• SHORT TASK: Could you reproduce the material from the line containing "Study the interface shown above and find the dark background." through its end, swapping "bounding box" for "enclosing box" and leaving everything else unchanged?
--- Start RECORDS SHOWN ---
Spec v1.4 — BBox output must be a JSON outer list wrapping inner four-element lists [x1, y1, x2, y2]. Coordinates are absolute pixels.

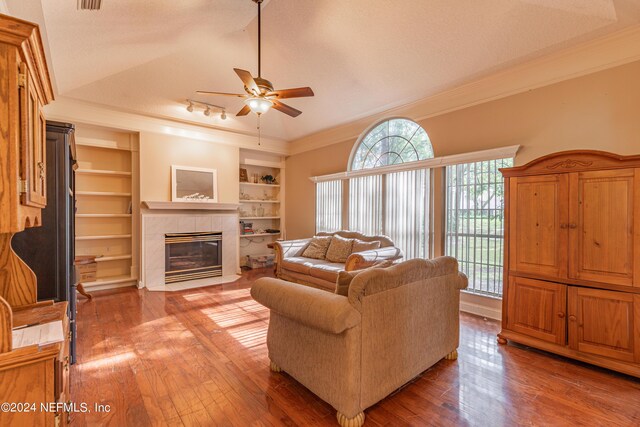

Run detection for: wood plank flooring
[[71, 270, 640, 427]]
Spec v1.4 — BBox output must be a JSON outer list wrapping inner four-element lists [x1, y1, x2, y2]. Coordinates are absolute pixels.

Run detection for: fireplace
[[164, 232, 222, 283]]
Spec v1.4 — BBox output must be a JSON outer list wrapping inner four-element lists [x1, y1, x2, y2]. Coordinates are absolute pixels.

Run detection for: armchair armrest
[[344, 246, 402, 271], [273, 239, 311, 277], [251, 277, 360, 334]]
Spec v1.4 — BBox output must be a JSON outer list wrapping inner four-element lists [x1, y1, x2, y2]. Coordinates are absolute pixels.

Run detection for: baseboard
[[460, 301, 502, 320]]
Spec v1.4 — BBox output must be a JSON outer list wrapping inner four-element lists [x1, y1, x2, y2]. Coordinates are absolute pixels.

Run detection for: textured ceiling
[[6, 0, 640, 140]]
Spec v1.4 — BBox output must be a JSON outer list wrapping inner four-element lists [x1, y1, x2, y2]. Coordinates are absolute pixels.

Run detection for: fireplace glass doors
[[165, 232, 222, 283]]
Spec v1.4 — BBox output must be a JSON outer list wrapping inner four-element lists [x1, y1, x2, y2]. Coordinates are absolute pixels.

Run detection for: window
[[316, 180, 342, 233], [350, 119, 433, 170], [445, 159, 513, 297]]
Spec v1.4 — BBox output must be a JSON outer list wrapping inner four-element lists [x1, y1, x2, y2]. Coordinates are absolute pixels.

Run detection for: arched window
[[349, 118, 433, 170]]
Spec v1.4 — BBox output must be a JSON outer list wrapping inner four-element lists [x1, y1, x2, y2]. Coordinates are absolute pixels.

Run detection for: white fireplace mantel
[[142, 200, 240, 211]]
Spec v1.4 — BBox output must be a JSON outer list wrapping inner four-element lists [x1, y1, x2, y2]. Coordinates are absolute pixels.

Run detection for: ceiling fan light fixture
[[244, 96, 273, 115]]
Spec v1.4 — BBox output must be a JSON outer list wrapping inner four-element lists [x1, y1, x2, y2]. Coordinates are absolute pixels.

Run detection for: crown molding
[[42, 96, 290, 155], [290, 25, 640, 155]]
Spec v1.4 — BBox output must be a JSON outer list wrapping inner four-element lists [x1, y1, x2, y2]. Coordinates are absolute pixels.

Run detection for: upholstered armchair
[[274, 231, 402, 291], [251, 257, 467, 427]]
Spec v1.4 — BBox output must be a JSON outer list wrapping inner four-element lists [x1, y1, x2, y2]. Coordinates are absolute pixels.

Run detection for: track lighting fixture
[[182, 99, 227, 120]]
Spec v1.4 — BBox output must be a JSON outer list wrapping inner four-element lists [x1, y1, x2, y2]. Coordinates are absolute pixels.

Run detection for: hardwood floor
[[71, 270, 640, 426]]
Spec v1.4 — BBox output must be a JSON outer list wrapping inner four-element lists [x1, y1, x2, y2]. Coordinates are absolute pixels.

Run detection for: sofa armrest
[[273, 239, 311, 277], [344, 246, 402, 271], [251, 277, 360, 334]]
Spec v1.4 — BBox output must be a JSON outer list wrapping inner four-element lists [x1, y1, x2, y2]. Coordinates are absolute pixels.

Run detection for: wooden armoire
[[498, 151, 640, 377], [0, 15, 70, 426]]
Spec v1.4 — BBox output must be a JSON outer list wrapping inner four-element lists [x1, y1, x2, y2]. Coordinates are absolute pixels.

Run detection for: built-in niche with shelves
[[239, 150, 285, 266], [75, 127, 139, 290]]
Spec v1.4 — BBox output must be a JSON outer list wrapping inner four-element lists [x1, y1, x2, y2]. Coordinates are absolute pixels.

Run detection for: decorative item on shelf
[[171, 165, 218, 203], [260, 175, 276, 185], [240, 168, 249, 182], [240, 221, 254, 235]]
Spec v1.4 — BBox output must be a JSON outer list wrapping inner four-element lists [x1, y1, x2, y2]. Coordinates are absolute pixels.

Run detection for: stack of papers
[[12, 320, 64, 349]]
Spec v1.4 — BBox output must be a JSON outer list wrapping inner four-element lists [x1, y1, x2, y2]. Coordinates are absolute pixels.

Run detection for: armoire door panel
[[507, 277, 567, 345], [509, 174, 569, 278], [568, 286, 640, 362], [569, 169, 638, 286]]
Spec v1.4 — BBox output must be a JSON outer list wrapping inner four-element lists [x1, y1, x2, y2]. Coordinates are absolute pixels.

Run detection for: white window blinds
[[316, 180, 342, 233]]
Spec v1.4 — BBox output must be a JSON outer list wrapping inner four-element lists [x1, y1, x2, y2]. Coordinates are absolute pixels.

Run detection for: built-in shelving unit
[[75, 128, 139, 290], [239, 150, 285, 265]]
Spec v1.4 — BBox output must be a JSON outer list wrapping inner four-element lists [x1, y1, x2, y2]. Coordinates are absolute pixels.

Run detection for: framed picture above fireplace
[[171, 165, 218, 203]]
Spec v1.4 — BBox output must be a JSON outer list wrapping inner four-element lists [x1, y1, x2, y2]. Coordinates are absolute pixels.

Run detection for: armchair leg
[[444, 349, 458, 360], [269, 360, 282, 372], [337, 411, 364, 427]]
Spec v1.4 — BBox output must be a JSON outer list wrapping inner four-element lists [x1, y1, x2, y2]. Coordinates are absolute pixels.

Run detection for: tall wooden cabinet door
[[20, 63, 47, 208], [568, 286, 640, 362], [569, 169, 640, 286], [509, 174, 569, 278], [507, 277, 567, 345]]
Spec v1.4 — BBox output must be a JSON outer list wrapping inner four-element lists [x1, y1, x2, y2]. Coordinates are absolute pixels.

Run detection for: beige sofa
[[274, 231, 402, 291], [251, 257, 467, 426]]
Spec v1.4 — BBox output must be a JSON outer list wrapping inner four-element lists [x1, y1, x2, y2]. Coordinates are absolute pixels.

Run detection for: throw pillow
[[351, 239, 380, 253], [335, 260, 393, 297], [302, 236, 332, 259], [327, 234, 353, 263]]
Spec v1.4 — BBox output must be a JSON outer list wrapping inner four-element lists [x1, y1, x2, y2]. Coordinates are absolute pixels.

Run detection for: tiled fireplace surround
[[140, 210, 240, 291]]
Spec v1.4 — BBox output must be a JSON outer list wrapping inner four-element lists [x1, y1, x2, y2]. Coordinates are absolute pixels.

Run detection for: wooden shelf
[[240, 182, 280, 188], [76, 234, 131, 241], [81, 276, 138, 289], [240, 233, 280, 238], [96, 254, 131, 262], [240, 216, 280, 219], [76, 214, 131, 218], [76, 169, 131, 177], [76, 191, 131, 197]]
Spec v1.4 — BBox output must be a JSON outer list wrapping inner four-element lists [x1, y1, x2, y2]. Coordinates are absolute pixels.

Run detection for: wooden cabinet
[[18, 62, 47, 208], [509, 175, 569, 277], [568, 286, 640, 362], [507, 277, 567, 344], [569, 169, 640, 286], [498, 151, 640, 377]]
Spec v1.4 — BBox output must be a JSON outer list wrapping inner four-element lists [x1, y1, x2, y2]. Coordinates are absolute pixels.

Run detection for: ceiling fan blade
[[271, 99, 302, 117], [196, 90, 247, 98], [236, 105, 251, 117], [233, 68, 260, 96], [266, 87, 314, 99]]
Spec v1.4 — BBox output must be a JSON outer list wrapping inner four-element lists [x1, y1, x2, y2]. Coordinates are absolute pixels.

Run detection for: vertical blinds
[[384, 169, 431, 259], [349, 175, 383, 235], [316, 180, 342, 233]]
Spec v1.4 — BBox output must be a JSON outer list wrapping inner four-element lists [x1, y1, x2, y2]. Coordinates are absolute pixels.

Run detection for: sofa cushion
[[345, 239, 380, 254], [335, 260, 393, 297], [302, 236, 333, 259], [282, 257, 328, 274], [326, 234, 353, 264], [309, 263, 344, 283]]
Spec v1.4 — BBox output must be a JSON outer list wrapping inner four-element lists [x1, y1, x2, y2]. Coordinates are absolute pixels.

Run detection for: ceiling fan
[[197, 0, 313, 117]]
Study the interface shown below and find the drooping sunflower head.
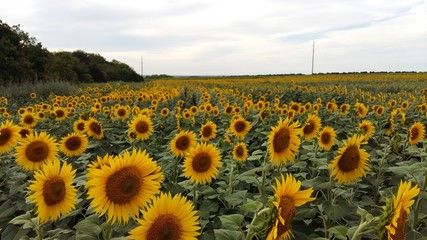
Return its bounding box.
[86,149,163,223]
[170,131,197,157]
[328,135,370,184]
[183,143,222,184]
[318,126,337,151]
[302,114,322,139]
[229,115,252,139]
[0,121,20,155]
[200,121,217,142]
[129,114,153,140]
[268,118,302,166]
[267,174,316,240]
[381,181,420,240]
[59,133,89,157]
[28,160,77,222]
[233,142,249,162]
[408,122,426,145]
[85,118,104,139]
[15,132,58,171]
[127,193,200,240]
[358,120,375,141]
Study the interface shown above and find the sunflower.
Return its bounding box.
[86,149,163,223]
[408,122,426,145]
[328,135,370,184]
[318,126,337,151]
[229,115,251,139]
[127,193,200,240]
[59,133,89,157]
[267,174,316,240]
[0,121,20,155]
[28,160,77,222]
[380,181,420,240]
[302,114,322,139]
[200,121,217,142]
[358,120,375,141]
[233,142,249,162]
[183,143,222,184]
[85,118,104,139]
[129,114,153,140]
[268,118,302,166]
[15,132,58,171]
[170,131,196,157]
[20,112,37,128]
[73,118,86,133]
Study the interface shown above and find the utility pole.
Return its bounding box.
[311,41,314,75]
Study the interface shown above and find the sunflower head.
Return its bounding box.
[328,135,370,184]
[183,143,222,184]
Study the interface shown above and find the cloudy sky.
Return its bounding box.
[0,0,427,75]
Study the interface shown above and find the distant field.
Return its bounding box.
[0,73,427,240]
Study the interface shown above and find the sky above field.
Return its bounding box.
[0,0,427,75]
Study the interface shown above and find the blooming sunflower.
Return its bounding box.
[233,142,249,162]
[328,135,370,184]
[170,131,196,157]
[200,121,217,142]
[0,121,20,155]
[127,193,200,240]
[15,132,58,171]
[129,114,153,140]
[267,174,316,240]
[358,120,375,141]
[379,181,420,240]
[318,126,337,151]
[28,160,77,222]
[230,115,251,139]
[86,149,163,223]
[302,114,322,139]
[408,122,426,145]
[268,118,302,166]
[183,143,222,184]
[85,118,104,139]
[59,133,89,157]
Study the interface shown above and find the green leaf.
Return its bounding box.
[239,199,263,212]
[219,214,243,230]
[328,226,348,240]
[214,229,243,240]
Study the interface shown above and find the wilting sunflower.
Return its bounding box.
[328,135,370,184]
[85,118,104,139]
[318,126,337,151]
[19,112,37,128]
[28,160,77,222]
[302,114,322,139]
[268,118,302,166]
[408,122,426,145]
[267,174,316,240]
[170,131,197,157]
[183,143,222,184]
[86,149,163,223]
[0,121,20,155]
[230,115,251,139]
[15,132,58,171]
[127,193,200,240]
[379,181,420,240]
[59,133,89,157]
[200,121,217,142]
[129,114,153,140]
[233,142,249,162]
[358,120,375,141]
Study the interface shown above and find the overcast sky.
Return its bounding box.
[0,0,427,75]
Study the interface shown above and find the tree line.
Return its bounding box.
[0,20,144,86]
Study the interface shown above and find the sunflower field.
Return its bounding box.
[0,73,427,240]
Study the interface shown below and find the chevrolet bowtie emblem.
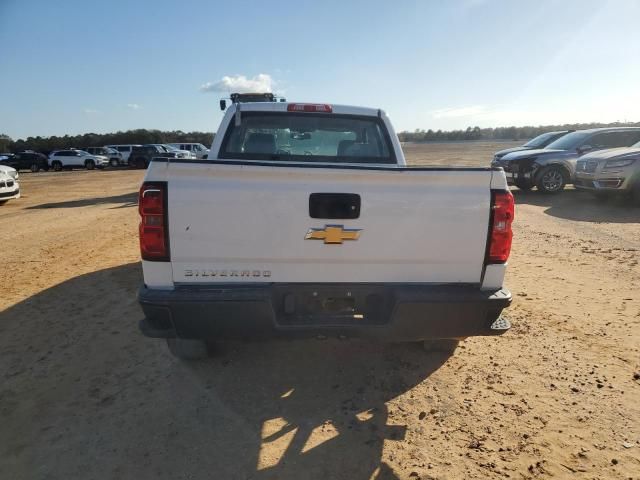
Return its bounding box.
[304,225,362,243]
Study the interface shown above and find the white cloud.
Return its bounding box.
[431,105,487,118]
[200,73,276,93]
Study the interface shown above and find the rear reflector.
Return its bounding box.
[486,190,515,264]
[287,103,333,113]
[138,182,170,262]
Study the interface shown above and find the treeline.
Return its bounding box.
[0,129,214,153]
[0,122,640,153]
[398,122,640,142]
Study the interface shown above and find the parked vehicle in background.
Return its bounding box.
[150,143,195,158]
[49,149,109,172]
[574,142,640,205]
[492,130,574,167]
[0,150,49,172]
[0,167,20,205]
[138,94,514,358]
[169,143,209,160]
[493,127,640,193]
[105,144,141,165]
[129,144,178,168]
[0,164,20,180]
[84,147,124,167]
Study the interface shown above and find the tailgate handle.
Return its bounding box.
[309,193,360,220]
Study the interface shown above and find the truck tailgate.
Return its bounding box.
[164,162,492,284]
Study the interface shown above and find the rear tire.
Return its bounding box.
[631,182,640,207]
[536,165,569,194]
[167,338,209,360]
[516,180,533,192]
[422,338,460,355]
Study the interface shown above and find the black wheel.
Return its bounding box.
[167,338,209,360]
[129,157,147,168]
[422,338,460,355]
[536,165,569,193]
[516,180,533,192]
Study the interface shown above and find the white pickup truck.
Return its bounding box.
[138,98,514,358]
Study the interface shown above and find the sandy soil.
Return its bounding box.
[0,143,640,480]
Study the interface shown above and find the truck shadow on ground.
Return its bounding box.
[512,188,640,223]
[26,192,138,210]
[0,263,447,479]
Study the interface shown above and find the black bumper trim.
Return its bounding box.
[138,283,511,341]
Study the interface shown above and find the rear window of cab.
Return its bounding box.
[220,112,396,164]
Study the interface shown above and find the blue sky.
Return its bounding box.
[0,0,640,139]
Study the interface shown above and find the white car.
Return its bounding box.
[149,143,196,158]
[49,149,109,172]
[169,143,209,160]
[138,95,514,358]
[105,143,142,165]
[0,165,20,180]
[0,166,20,205]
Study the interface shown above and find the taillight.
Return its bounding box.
[486,190,515,263]
[287,103,333,113]
[138,182,169,262]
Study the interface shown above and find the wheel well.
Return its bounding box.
[535,163,571,183]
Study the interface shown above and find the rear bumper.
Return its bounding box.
[138,284,511,341]
[574,174,628,193]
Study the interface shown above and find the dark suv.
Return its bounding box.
[129,145,177,168]
[0,150,49,172]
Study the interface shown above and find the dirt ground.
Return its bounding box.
[0,143,640,480]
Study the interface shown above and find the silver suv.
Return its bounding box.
[492,127,640,193]
[574,142,640,205]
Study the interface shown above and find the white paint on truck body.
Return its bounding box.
[143,103,506,289]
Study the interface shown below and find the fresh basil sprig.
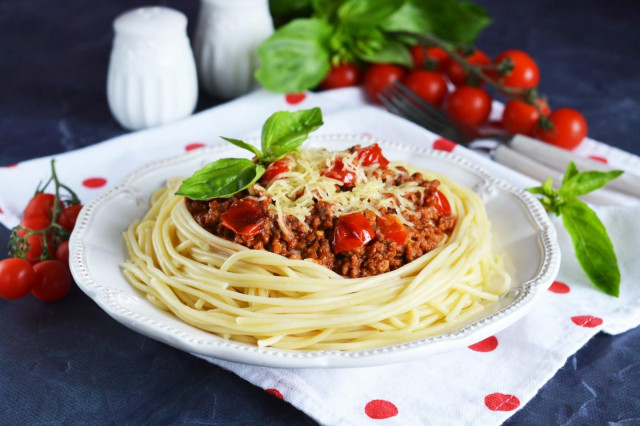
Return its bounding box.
[255,0,491,93]
[527,162,623,297]
[176,108,323,200]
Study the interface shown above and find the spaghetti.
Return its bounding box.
[122,146,510,350]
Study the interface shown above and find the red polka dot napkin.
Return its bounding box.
[0,89,640,425]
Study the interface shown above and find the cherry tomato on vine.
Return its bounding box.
[331,212,375,253]
[502,99,551,136]
[409,45,449,71]
[364,64,407,102]
[404,70,448,106]
[58,204,82,232]
[535,108,588,149]
[493,50,540,89]
[320,63,361,90]
[31,260,71,302]
[22,192,56,219]
[220,198,265,237]
[443,49,491,86]
[0,258,36,300]
[446,86,491,126]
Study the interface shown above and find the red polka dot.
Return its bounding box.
[484,392,520,411]
[284,93,307,105]
[571,315,602,328]
[589,155,608,164]
[184,142,205,151]
[549,281,571,294]
[364,399,398,420]
[82,178,107,188]
[433,138,456,152]
[265,388,284,399]
[469,336,498,352]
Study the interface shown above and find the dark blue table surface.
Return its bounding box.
[0,0,640,425]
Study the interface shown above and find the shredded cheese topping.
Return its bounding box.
[253,149,424,229]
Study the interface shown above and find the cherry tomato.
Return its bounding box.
[16,214,51,264]
[404,70,448,106]
[322,158,356,186]
[409,45,449,71]
[356,143,389,169]
[22,192,56,219]
[376,214,407,245]
[260,157,291,185]
[331,212,375,254]
[535,108,588,149]
[364,64,406,102]
[320,63,361,90]
[31,260,71,302]
[55,241,69,265]
[433,189,451,215]
[492,50,540,89]
[0,258,36,300]
[446,86,491,126]
[502,99,551,136]
[443,49,491,86]
[220,198,265,237]
[58,204,82,232]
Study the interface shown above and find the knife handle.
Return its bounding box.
[493,144,639,206]
[509,135,640,198]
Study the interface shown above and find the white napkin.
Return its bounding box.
[0,89,640,425]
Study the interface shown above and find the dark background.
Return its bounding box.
[0,0,640,425]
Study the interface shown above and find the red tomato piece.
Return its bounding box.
--- End RECORDS SHOWN ---
• RESPONSE FOR THIS EXERCISE:
Study the interface shown above and find the dark background.
Return its enclosing box.
[0,0,640,425]
Study the interface shown above and find the red tomato piece.
Return its enclosing box.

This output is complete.